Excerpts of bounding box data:
+ + + + + + +

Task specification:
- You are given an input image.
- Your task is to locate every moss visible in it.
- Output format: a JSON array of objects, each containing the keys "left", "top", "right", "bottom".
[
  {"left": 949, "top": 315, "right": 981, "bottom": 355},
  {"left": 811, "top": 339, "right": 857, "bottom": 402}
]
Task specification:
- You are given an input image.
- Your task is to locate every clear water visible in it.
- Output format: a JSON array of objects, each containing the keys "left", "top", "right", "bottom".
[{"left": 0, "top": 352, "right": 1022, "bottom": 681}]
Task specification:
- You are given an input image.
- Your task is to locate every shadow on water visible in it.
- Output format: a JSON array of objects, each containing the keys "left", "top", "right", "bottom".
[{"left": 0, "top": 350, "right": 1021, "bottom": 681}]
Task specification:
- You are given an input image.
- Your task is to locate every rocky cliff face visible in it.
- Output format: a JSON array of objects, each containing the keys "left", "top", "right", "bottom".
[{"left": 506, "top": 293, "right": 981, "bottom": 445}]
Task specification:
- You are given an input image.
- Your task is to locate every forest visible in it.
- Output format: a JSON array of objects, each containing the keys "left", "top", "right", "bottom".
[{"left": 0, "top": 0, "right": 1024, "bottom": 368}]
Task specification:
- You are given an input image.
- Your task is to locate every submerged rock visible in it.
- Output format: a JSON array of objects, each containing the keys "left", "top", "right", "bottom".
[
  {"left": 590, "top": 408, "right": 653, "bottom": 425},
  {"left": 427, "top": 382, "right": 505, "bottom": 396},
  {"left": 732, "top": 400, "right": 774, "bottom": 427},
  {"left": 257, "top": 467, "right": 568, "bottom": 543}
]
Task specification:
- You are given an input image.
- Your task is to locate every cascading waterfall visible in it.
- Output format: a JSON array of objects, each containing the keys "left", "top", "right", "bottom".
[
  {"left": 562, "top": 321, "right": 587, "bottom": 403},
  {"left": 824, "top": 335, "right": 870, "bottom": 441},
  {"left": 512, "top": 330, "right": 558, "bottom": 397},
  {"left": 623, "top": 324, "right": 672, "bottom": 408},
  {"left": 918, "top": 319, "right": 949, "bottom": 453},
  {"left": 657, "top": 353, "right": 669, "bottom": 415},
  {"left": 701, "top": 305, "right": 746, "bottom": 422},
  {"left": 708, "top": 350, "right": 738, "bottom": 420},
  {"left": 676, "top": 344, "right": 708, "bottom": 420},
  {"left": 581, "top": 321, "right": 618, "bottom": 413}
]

+ + + + + + +

■ Aim of the exercise ■
Count the lines in the rows above that contain the string "Your", matching case, and give only the number.

■ Answer to this problem ■
7